> Given data:
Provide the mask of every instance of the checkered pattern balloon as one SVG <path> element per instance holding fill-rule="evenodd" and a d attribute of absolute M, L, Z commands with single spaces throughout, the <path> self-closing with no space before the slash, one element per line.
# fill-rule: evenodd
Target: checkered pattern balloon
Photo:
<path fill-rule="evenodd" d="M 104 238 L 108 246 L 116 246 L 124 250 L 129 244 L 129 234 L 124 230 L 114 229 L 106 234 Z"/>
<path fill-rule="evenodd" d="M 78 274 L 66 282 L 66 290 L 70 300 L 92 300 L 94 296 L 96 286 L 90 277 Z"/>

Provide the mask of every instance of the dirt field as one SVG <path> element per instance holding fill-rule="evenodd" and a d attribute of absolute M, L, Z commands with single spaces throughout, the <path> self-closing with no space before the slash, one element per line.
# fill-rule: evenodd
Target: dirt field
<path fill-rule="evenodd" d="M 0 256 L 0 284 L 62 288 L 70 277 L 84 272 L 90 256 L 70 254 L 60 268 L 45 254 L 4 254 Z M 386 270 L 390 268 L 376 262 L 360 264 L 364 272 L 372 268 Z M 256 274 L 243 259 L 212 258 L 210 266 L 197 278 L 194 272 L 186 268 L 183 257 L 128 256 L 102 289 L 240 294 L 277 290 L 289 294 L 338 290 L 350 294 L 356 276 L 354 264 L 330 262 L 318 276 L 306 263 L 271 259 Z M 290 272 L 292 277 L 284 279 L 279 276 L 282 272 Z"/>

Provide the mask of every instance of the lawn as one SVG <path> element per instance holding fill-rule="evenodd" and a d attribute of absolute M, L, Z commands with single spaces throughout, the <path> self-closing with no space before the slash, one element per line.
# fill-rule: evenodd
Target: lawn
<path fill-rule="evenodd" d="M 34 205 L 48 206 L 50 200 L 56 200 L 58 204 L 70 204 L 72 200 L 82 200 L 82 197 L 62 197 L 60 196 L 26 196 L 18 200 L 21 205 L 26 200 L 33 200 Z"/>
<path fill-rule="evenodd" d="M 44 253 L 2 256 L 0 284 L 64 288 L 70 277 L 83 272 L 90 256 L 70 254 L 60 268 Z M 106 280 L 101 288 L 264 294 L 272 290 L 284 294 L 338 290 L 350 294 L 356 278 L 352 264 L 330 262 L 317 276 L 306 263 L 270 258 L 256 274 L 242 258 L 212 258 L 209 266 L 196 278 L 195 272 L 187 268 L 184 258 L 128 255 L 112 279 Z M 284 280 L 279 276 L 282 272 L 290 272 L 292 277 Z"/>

...

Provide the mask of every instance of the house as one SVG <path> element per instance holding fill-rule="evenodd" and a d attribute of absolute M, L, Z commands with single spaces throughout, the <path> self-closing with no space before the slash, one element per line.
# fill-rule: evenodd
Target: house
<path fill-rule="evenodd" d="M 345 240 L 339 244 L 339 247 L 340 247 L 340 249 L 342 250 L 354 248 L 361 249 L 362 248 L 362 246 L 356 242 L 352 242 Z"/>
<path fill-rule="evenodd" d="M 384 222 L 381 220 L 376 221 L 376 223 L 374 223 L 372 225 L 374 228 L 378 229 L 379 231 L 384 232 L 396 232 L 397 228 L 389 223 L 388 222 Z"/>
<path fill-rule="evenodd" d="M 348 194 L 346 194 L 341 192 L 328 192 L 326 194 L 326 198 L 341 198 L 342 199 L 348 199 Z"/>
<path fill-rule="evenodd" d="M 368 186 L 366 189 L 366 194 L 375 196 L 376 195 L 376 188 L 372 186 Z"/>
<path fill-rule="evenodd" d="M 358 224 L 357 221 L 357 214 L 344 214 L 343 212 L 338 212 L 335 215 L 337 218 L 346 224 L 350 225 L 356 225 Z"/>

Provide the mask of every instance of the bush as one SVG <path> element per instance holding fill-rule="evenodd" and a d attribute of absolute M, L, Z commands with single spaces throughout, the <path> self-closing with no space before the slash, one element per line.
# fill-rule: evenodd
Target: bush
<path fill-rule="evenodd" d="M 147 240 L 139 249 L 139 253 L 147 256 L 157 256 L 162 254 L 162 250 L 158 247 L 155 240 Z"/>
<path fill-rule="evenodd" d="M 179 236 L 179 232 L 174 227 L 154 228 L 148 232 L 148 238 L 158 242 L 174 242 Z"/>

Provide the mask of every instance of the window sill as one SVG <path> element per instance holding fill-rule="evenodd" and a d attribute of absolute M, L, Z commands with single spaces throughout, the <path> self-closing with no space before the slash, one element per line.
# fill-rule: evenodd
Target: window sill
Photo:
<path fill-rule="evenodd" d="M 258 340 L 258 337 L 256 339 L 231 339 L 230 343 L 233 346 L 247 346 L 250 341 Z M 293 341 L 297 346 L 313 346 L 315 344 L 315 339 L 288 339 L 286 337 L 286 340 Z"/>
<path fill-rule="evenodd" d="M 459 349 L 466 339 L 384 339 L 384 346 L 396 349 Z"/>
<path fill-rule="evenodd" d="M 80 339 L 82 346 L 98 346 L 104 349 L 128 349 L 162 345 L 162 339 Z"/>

> Task description: Copy only the data from the line with "Provide the mask of every instance of the checkered" to the line with "284 L 62 288", both included, renaming "dirt field" to "soil patch" and changing nothing else.

> Full solution:
Provide the mask of every instance of the checkered pattern balloon as one SVG <path> element per instance holding fill-rule="evenodd" and a d attribute of absolute M, L, Z commands with single spaces throughout, the <path> self-closing with no space before the slash, one element per line.
# fill-rule: evenodd
Target: checkered pattern balloon
Photo:
<path fill-rule="evenodd" d="M 104 238 L 108 246 L 116 246 L 124 250 L 129 244 L 129 234 L 124 230 L 114 229 L 106 234 Z"/>
<path fill-rule="evenodd" d="M 78 274 L 66 282 L 66 290 L 70 300 L 92 300 L 94 296 L 96 286 L 90 277 Z"/>

Provide the mask of every instance of the soil patch as one SVG <path> element per instance holding fill-rule="evenodd" and a d attribute of absolute M, L, Z commands with single spaces throughout, the <path> self-closing with no space before the slash, one element per line.
# fill-rule: evenodd
Target: soil patch
<path fill-rule="evenodd" d="M 0 256 L 0 284 L 62 288 L 70 277 L 84 272 L 90 256 L 70 254 L 60 268 L 45 254 L 4 254 Z M 386 270 L 390 268 L 376 262 L 360 264 L 364 272 L 372 268 Z M 256 274 L 243 259 L 212 258 L 210 266 L 197 278 L 194 272 L 186 268 L 183 257 L 128 256 L 102 289 L 240 294 L 277 290 L 289 294 L 338 290 L 350 294 L 356 276 L 354 264 L 330 262 L 318 276 L 306 263 L 271 259 Z M 290 272 L 292 277 L 284 279 L 279 276 L 282 272 Z"/>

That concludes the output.